EXERCISE AIM
Nothing is to be altered; the data must be repeated exactly.

DATA TO PROCESS
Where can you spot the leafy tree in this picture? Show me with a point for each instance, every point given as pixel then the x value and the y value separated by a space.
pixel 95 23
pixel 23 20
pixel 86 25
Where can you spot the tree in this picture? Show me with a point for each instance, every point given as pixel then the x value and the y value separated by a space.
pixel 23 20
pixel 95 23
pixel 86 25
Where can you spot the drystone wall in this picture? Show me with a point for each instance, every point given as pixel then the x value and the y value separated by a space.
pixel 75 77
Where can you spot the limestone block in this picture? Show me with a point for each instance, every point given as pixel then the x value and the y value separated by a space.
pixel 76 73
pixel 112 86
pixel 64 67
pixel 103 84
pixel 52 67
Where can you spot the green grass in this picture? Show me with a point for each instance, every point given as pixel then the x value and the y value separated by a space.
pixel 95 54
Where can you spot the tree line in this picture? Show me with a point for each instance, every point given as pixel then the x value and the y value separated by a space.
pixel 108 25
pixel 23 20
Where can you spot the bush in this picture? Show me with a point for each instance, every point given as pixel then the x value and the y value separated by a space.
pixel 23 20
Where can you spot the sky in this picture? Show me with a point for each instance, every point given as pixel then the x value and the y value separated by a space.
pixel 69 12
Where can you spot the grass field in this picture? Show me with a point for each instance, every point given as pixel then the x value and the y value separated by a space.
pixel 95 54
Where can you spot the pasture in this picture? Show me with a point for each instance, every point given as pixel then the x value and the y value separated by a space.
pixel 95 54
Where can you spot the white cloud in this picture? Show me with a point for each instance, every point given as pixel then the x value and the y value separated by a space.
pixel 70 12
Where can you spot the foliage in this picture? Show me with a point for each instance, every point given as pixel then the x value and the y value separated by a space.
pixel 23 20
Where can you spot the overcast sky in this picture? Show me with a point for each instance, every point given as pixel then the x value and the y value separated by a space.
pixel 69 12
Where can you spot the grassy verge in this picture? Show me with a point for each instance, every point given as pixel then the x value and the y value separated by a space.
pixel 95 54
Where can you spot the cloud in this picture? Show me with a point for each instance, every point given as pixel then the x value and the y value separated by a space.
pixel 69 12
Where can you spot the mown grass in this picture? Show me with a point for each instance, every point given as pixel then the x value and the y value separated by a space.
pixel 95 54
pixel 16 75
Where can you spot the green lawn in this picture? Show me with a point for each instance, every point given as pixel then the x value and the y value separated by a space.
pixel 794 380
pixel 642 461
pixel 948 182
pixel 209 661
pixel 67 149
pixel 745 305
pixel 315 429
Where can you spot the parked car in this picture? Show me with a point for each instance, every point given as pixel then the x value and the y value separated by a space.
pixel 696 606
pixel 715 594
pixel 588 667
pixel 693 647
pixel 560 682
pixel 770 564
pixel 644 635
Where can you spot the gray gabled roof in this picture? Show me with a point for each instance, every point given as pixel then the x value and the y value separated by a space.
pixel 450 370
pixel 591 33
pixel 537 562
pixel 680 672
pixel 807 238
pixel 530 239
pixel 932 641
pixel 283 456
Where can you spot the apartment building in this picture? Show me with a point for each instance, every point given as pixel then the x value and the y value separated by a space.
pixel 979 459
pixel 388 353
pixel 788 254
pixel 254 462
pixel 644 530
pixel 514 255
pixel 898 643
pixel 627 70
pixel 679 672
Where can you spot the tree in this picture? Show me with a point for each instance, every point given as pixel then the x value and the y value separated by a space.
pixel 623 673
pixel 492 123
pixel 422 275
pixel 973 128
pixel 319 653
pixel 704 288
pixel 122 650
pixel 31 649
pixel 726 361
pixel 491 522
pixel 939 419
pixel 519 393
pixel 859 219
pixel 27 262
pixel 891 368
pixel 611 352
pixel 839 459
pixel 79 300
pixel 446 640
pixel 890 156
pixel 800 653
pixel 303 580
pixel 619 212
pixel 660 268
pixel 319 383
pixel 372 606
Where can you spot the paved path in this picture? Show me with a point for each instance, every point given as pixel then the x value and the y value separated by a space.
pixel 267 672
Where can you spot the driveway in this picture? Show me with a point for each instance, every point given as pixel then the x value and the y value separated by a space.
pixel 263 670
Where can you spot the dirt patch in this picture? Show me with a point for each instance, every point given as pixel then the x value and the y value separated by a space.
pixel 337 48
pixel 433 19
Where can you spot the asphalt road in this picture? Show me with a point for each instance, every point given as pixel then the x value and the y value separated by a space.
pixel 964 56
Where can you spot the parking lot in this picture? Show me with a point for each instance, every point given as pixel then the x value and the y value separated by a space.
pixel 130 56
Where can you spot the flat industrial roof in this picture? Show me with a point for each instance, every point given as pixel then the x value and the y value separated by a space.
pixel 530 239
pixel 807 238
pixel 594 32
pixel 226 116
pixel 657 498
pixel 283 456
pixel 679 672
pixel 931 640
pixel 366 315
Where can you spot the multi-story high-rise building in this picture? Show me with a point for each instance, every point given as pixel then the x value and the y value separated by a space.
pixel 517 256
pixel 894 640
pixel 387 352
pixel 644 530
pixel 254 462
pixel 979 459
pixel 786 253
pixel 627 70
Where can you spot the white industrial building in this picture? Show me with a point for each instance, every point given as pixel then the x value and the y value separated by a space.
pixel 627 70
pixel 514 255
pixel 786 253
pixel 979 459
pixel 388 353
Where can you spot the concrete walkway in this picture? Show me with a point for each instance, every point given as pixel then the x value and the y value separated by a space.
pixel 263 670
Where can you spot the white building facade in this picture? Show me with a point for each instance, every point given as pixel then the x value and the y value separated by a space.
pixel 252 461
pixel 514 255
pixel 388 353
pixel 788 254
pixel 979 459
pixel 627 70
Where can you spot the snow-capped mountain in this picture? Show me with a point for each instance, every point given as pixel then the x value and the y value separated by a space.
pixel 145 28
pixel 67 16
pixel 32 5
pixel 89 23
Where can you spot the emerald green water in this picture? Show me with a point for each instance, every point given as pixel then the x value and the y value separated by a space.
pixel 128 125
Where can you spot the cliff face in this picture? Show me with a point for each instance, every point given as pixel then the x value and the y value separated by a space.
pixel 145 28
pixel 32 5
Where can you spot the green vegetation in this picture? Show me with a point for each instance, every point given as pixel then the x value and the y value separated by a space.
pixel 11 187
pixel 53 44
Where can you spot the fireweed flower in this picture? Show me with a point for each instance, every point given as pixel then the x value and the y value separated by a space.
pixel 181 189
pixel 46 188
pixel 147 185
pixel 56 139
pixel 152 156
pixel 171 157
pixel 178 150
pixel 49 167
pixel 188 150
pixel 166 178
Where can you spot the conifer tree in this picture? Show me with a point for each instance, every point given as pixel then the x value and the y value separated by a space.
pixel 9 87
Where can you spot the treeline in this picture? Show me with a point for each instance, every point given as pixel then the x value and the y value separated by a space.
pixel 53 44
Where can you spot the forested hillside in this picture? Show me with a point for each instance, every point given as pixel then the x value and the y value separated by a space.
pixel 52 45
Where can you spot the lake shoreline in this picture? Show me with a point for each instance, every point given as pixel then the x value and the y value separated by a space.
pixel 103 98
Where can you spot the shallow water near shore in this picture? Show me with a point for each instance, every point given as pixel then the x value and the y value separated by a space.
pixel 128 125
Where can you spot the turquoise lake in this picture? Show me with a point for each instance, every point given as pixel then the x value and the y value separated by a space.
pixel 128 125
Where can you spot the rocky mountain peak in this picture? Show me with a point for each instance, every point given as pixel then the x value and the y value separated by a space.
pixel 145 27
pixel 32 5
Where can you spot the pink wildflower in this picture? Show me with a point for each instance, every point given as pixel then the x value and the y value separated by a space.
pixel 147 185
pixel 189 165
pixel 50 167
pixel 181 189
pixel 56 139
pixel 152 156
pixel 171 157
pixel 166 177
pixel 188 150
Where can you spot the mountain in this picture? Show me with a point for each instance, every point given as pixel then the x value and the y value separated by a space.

EXERCISE ANSWER
Where can you spot the leafy tree in this picture? Show me with a point for each instance, every point given as pixel then the x value and the y value separated by a space.
pixel 95 23
pixel 23 20
pixel 86 25
Where can you spot the tree in this picture? Show me with a point for each instance, every point given as pixel then the x value and the y value separated by a space.
pixel 23 20
pixel 95 23
pixel 86 25
Where can you spot the drystone wall in this picture? Show me with a point for each instance, every point given as pixel then the x value and the y value separated by a space.
pixel 75 77
Where can you spot the limestone block in this picture? Show me with a point for each instance, every point given as pixel then the x value and the y value separated by a space.
pixel 76 73
pixel 112 86
pixel 64 67
pixel 103 84
pixel 52 67
Where can you spot the green grass in this picture? Show me with a point for each instance, every point given as pixel then the x value and the y value separated by a space.
pixel 95 54
Where can you spot the tree line in this picture? Show me with a point for each instance, every point given as pixel then the x value and the y value separated by a space.
pixel 108 25
pixel 23 20
Where can you spot the bush in this picture? Show me with a point for each instance, every point given as pixel then the x value and the y value separated by a space.
pixel 23 20
Where can you spot the sky in this picture? Show me with a point for each instance, every point given as pixel then the x value and the y value separated by a space.
pixel 69 12
Where can you spot the grass field in this picture? Show me with a point for each instance, every point given as pixel then the x value and the y value separated by a space.
pixel 95 54
Where can you spot the pasture in this picture? Show me with a point for each instance, every point given as pixel then the x value and the y value separated by a space.
pixel 95 54
Where can you spot the white cloud in this picture? Show me with a point for each instance, every point given as pixel then the x value and the y value separated by a space.
pixel 70 12
Where can you spot the foliage in this picture? Show me with a point for each instance, every point given as pixel then the x value and the y value separated by a space.
pixel 23 20
Where can you spot the overcast sky in this picture? Show me with a point for each instance, every point given as pixel then the x value and the y value separated by a space.
pixel 69 12
Where can you spot the grassy verge in this picture? Show me with a point for each instance, every point given as pixel then the x value and the y value separated by a space.
pixel 95 54
Where can you spot the cloud in this picture? Show me with a point for each instance, every point given as pixel then the x value and the y value separated by a space.
pixel 69 12
Where can you spot the mown grass in this picture? Show me with a point for each instance, every point given as pixel then the x value and the y value separated by a space.
pixel 95 54
pixel 16 75
Where can you spot the green lawn in this picture? Show me with a point for each instance, every point given as pixel then the x value and the y value separated by a space.
pixel 794 380
pixel 642 461
pixel 948 182
pixel 209 661
pixel 67 149
pixel 745 305
pixel 315 429
Where can you spot the parked car in this picture? Show me with a point for each instance, every point given as pixel then the x value and the y value separated by a space.
pixel 696 606
pixel 715 594
pixel 588 667
pixel 693 647
pixel 560 682
pixel 770 564
pixel 644 635
Where can you spot the gray gabled roof in this picture? Show me with a point for each instance, every point given as pixel then the x value and the y value separated by a space.
pixel 450 370
pixel 591 33
pixel 537 562
pixel 680 672
pixel 807 238
pixel 530 239
pixel 932 641
pixel 283 456
Where can you spot the apartment building in this picture? Show me with a point for each instance, every point given as pixel then the x value and the y value separated by a space.
pixel 979 459
pixel 388 353
pixel 788 254
pixel 254 462
pixel 644 530
pixel 514 255
pixel 898 643
pixel 627 70
pixel 679 672
Where can you spot the tree in this picture? Show me with a point for each instance, every point given as pixel then the x value and the y value separated by a space.
pixel 623 673
pixel 492 123
pixel 422 275
pixel 973 128
pixel 319 653
pixel 704 288
pixel 122 650
pixel 31 649
pixel 726 361
pixel 491 522
pixel 939 419
pixel 519 393
pixel 859 219
pixel 27 262
pixel 891 368
pixel 611 352
pixel 839 459
pixel 79 300
pixel 446 640
pixel 890 156
pixel 800 653
pixel 303 580
pixel 619 212
pixel 660 268
pixel 319 383
pixel 372 606
Where can you spot the paved path in this picture? Show me with a point for each instance, every point given as pixel then the x value and the y value separated by a space.
pixel 267 672
Where can you spot the driveway in this picture? Show me with a point for each instance, every point given as pixel then the x value and the y value separated by a space.
pixel 263 670
Where can you spot the dirt patch in this picture? Show me with a point for each instance, every point given as pixel then the x value and the y value separated by a space.
pixel 337 48
pixel 433 19
Where can you spot the asphalt road in this picture? Show me with a point for each instance, every point given as pixel then the x value and the y value separated by a space.
pixel 964 56
Where can you spot the parking lot in this picture? Show me with a point for each instance, every point given as pixel then the x value and the y value separated by a space.
pixel 130 56
Where can you spot the flat industrial roof in this picture? Show me with a point for each instance, every point given as pixel then the x value and the y value separated by a space.
pixel 530 239
pixel 807 238
pixel 594 32
pixel 226 116
pixel 657 498
pixel 283 456
pixel 679 672
pixel 931 640
pixel 366 315
Where can you spot the multi-story high-rise building in this picture? Show me with a point for each instance, every point given as pixel then the x value and the y value separated by a space.
pixel 517 256
pixel 894 640
pixel 387 352
pixel 644 530
pixel 254 462
pixel 979 459
pixel 786 253
pixel 627 70
Where can you spot the white industrial building in this picture? Show me with a point for each instance, every point given as pixel then the x value and the y value separated by a space.
pixel 627 70
pixel 514 255
pixel 786 253
pixel 979 459
pixel 388 353
Where can you spot the concrete walkway in this picture? Show me with a point for each instance, every point given as pixel then the x value and the y value separated by a space.
pixel 263 670
Where can you spot the white building facade in this picture? Show me with a point for each instance, every point given as pixel then the x value and the y value separated by a space.
pixel 252 461
pixel 514 255
pixel 388 353
pixel 788 254
pixel 979 459
pixel 627 70
Where can you spot the snow-capped mountain in this picture? Show me with a point for each instance, every point given as pixel then the x value and the y value separated by a space.
pixel 145 28
pixel 67 16
pixel 32 5
pixel 89 23
Where can you spot the emerald green water in this picture? Show me with a point for each instance, every point given as pixel then the x value and the y value separated by a space.
pixel 128 125
Where can you spot the cliff face in this picture? Show me with a point for each instance, every point given as pixel then the x value and the y value separated by a space.
pixel 145 28
pixel 32 5
Where can you spot the green vegetation in this picture? Show me with a point for each instance, every point given as pixel then the x value and the y value separated by a space.
pixel 11 187
pixel 53 44
Where can you spot the fireweed flower in this picture? Show me with a point for each instance, every point given as pixel then the x value and the y value separated by a space.
pixel 181 189
pixel 46 188
pixel 147 185
pixel 56 139
pixel 152 156
pixel 171 157
pixel 178 150
pixel 49 167
pixel 188 150
pixel 166 178
Where can you spot the conifer tree in this picture? Show me with a point for each instance, every point given as pixel then the x value and the y value separated by a space.
pixel 9 87
Where can you spot the treeline in this picture? Show me with a point for each instance, every point given as pixel then the x value and the y value separated by a space.
pixel 53 44
Where can you spot the forested hillside in this picture? Show me with a point for each instance, every point given as pixel then the x value and the y value separated by a space.
pixel 52 45
Where can you spot the lake shoreline in this picture? Show me with a point for each instance, every point given as pixel then the x value and the y value separated by a space.
pixel 103 98
Where can you spot the shallow water near shore in this picture? Show me with a point for each instance, every point given as pixel then the x value and the y value separated by a space.
pixel 128 125
Where can you spot the turquoise lake in this picture? Show me with a point for each instance, every point given as pixel then the x value and the y value separated by a space.
pixel 128 125
Where can you spot the rocky mountain peak in this picture? Show me with a point for each instance, every point given as pixel then the x value and the y value separated by a space.
pixel 145 27
pixel 32 5
Where can you spot the pink wildflower in this picture? Show me with a point for each instance, every point given as pixel then the x value and the y value separated by a space.
pixel 147 185
pixel 189 165
pixel 50 167
pixel 181 189
pixel 56 139
pixel 152 156
pixel 171 157
pixel 166 177
pixel 188 150
Where can you spot the mountain in this picture? Show me with a point for each instance, every point given as pixel then the x value and the y value separated by a space.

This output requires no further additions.